> [Given instruction] Revise the listing below by replacing "UI grounding query" with "Interface grounding query" everywhere it occurs, leaving everything else unchanged.

> [Information supplied]
======

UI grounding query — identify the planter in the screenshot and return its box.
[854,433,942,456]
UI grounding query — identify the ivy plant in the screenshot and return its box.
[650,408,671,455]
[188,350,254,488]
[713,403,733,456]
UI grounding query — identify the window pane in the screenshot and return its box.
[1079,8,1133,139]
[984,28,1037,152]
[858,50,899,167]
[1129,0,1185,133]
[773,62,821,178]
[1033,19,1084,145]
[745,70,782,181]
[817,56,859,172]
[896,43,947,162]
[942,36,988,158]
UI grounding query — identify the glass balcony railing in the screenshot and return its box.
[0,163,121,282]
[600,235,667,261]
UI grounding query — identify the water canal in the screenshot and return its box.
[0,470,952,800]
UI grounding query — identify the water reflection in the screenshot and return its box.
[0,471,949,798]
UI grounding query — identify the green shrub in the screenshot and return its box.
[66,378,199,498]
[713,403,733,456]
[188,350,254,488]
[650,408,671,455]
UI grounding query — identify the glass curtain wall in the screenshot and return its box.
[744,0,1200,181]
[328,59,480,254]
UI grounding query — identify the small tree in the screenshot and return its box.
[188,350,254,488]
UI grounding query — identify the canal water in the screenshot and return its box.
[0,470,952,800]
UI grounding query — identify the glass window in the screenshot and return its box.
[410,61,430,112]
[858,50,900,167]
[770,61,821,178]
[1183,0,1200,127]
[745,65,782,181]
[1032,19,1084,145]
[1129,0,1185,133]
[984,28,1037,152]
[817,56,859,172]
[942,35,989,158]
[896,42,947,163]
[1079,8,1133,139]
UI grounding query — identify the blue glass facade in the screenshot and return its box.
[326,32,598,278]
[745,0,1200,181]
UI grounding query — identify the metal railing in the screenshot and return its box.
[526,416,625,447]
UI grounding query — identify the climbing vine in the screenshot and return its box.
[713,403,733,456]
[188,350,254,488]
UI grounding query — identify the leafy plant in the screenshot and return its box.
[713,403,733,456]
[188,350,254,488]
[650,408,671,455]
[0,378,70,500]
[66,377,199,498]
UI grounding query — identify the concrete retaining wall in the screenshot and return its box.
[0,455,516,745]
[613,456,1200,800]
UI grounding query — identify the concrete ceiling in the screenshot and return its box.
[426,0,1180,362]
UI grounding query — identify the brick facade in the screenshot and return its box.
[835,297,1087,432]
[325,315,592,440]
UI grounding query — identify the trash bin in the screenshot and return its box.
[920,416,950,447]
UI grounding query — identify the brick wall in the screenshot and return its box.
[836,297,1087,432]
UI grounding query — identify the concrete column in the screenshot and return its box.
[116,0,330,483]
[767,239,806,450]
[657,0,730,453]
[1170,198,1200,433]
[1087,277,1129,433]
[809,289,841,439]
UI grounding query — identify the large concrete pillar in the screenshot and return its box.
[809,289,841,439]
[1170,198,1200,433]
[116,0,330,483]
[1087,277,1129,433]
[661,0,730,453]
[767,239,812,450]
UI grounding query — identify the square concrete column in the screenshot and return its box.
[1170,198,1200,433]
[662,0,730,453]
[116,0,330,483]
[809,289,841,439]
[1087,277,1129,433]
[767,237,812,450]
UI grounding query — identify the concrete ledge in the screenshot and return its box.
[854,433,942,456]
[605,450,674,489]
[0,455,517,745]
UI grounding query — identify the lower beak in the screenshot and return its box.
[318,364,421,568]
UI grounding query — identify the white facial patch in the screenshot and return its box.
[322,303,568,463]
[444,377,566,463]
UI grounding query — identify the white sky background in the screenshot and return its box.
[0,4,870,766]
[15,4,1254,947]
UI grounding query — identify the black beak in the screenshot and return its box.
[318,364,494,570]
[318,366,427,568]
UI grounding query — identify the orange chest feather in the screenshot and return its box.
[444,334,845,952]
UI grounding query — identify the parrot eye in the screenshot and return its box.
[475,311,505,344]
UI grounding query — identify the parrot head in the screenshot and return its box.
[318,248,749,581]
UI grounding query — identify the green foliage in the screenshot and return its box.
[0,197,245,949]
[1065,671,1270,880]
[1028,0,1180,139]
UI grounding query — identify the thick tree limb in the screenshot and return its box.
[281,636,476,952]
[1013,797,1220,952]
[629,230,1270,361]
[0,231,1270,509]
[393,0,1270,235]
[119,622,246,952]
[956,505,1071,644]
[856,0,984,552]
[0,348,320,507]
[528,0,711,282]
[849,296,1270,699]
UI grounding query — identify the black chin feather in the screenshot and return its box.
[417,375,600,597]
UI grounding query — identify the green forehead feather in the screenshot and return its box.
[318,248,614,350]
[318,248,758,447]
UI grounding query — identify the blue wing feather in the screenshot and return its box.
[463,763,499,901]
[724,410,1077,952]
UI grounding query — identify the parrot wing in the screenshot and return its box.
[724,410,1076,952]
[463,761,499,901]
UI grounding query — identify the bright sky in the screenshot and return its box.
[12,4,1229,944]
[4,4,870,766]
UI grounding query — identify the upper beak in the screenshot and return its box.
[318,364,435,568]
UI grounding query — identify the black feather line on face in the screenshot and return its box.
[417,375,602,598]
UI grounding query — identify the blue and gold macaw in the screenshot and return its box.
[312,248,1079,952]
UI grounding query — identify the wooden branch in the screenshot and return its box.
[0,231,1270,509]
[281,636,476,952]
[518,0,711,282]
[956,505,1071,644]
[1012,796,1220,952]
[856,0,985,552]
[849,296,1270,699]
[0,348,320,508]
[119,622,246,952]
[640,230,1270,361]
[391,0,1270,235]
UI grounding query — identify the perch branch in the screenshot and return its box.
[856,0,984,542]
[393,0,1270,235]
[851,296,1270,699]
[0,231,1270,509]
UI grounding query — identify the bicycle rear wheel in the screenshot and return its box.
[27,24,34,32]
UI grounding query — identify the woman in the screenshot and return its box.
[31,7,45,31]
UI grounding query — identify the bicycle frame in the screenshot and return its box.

======

> [Exercise answer]
Interface grounding query — identify the planter in the screenshot and return its box.
[854,433,942,456]
Interface grounding query — identify the ivy plant in the screenshot and return its box.
[650,408,671,455]
[188,350,254,488]
[713,403,733,456]
Interface grounding query — identify the window pane in the screenshot and return its box.
[1079,8,1133,139]
[984,28,1037,152]
[858,50,899,167]
[1129,0,1185,133]
[773,62,821,178]
[1033,19,1084,145]
[745,70,782,181]
[817,56,859,172]
[896,43,947,162]
[942,36,988,158]
Interface grounding query — identify the glass balcony railing in the screenshot and return its box.
[0,163,121,282]
[600,235,667,261]
Interface grounding query — identify the water canal in the screenshot and return its box.
[0,470,952,800]
Interface grounding query — identify the water reflection in the screenshot and return its box.
[0,471,949,798]
Interface grounding query — identify the green shrub in the screenshot and return its box.
[66,378,199,498]
[713,403,733,456]
[188,350,254,488]
[650,408,671,455]
Interface grounding query — identify the glass curtain wall in the screenshot and return its box.
[744,0,1200,181]
[328,59,480,254]
Interface grounding query — identify the small tree in the screenshot and return its box.
[188,350,254,488]
Interface grounding query — identify the canal water in the screenshot and return its box.
[0,470,952,800]
Interface grounding query — identify the glass window in the screenshot and return its box.
[410,61,430,112]
[858,50,900,167]
[770,61,821,178]
[1183,0,1200,127]
[745,65,782,181]
[1032,19,1084,145]
[1129,0,1185,133]
[984,28,1037,152]
[817,56,859,172]
[942,35,989,158]
[896,42,947,163]
[1079,8,1133,139]
Interface grounding query — identify the blue glass facade in the screenshot and return its box.
[326,32,598,278]
[745,0,1200,181]
Interface grounding query — identify the metal railing in the screenshot and return its box.
[526,416,625,447]
Interface grounding query — identify the climbing vine in the screenshot and return its box.
[713,403,733,456]
[188,350,254,488]
Interface grounding query — identify the leafy plant in the screenshot and return its box.
[713,403,733,456]
[188,350,254,488]
[650,408,671,455]
[0,378,70,500]
[66,377,199,498]
Interface grounding query — identify the concrete retaining wall in the screenshot and return its box.
[0,455,516,745]
[613,456,1200,800]
Interface grounding query — identify the concrete ceiling in the screenshot and return its box.
[426,0,1180,362]
Interface grounding query — identify the brick facade in the screenshot and return its box.
[835,297,1087,432]
[325,315,592,440]
Interface grounding query — identify the trash bin in the screenshot and return its box.
[920,416,950,447]
Interface grounding query — identify the brick wall in the screenshot and return its box.
[836,297,1087,432]
Interface grounding query — identify the concrete column in the screenshot and return its box.
[116,0,330,483]
[767,239,806,450]
[657,0,730,453]
[1170,198,1200,433]
[1087,277,1129,433]
[809,289,841,439]
Interface grounding query — identify the large concrete pillar in the screenshot and return its box.
[809,289,841,439]
[1170,198,1200,433]
[116,0,330,483]
[1087,277,1129,433]
[661,0,730,453]
[767,239,812,450]
Interface grounding query — identify the square concrete column in the screenshot and return its box.
[1170,198,1200,433]
[662,0,730,453]
[116,0,330,483]
[809,289,841,439]
[1087,277,1129,433]
[767,237,812,450]
Interface grounding query — identify the concrete ledge in the screenshot and return its box.
[854,433,942,456]
[605,450,674,489]
[0,455,517,745]
Interface grounding query — identify the lower beak in the screenshot and return its box.
[318,364,421,568]
Interface grounding query — identify the white facial patch in the screenshot and return its box.
[322,303,568,463]
[444,377,566,463]
Interface grounding query — identify the white sky background in the screenshot and return its box.
[0,4,870,766]
[15,4,1254,947]
Interface grounding query — identify the black beak in the screenshot and return its box.
[318,364,494,570]
[318,366,427,568]
Interface grounding query — identify the orange chest feather in the screenshot and return its box.
[444,334,845,952]
Interface grounding query — identify the parrot eye in the screenshot and return its box.
[475,311,505,344]
Interface grounding query — identify the parrot head in the screenshot and return its box.
[318,248,749,581]
Interface grounding query — identify the green foliage in the screenshot and return its box.
[0,197,245,949]
[1065,671,1270,880]
[1028,0,1180,139]
Interface grounding query — identify the thick tree limb in the screenshot and return its box.
[281,636,476,952]
[1013,797,1220,952]
[629,230,1270,361]
[0,231,1270,509]
[393,0,1270,235]
[119,622,246,952]
[956,505,1071,644]
[856,0,984,552]
[0,348,320,507]
[528,0,711,282]
[849,296,1270,699]
Interface grounding query — identify the black chin feather in the screenshot and return its box.
[417,375,600,597]
Interface grounding query — identify the green forehead feather in the screenshot and return its box.
[318,248,614,350]
[318,248,758,447]
Interface grounding query — identify the blue wing feather in the screenshot and return its box.
[463,763,499,901]
[724,410,1077,952]
Interface grounding query — identify the parrot wing in the screenshot and return its box.
[724,410,1076,952]
[463,761,499,901]
Interface grounding query — identify the bright sky in the screenshot and return its box.
[12,4,1229,944]
[4,4,870,766]
Interface grounding query — identify the upper beak in the screenshot and return its box.
[318,364,435,568]
Interface grounding query — identify the black feather line on face in the screenshot and return its box.
[417,375,602,598]
Interface grounding query — identify the blue and gold macaw in the screenshot and return its box.
[312,248,1079,952]
Interface grounding query — identify the wooden branch in the screenshot and return its box.
[0,231,1270,509]
[281,636,476,952]
[518,0,711,282]
[956,505,1071,644]
[1012,796,1220,952]
[856,0,985,552]
[849,296,1270,699]
[0,348,320,508]
[119,622,246,952]
[640,230,1270,361]
[391,0,1270,235]
Interface grounding query — identify the perch branch in the screenshot and return its box.
[856,0,984,542]
[393,0,1270,235]
[851,296,1270,699]
[0,231,1270,509]
Interface grounding query — identify the bicycle rear wheel in the screenshot and return its box.
[27,24,34,32]
Interface grounding query — identify the woman in the screenshot and return its box.
[31,7,45,31]
Interface grounding query — identify the bicycle frame in the screenshot and return its box.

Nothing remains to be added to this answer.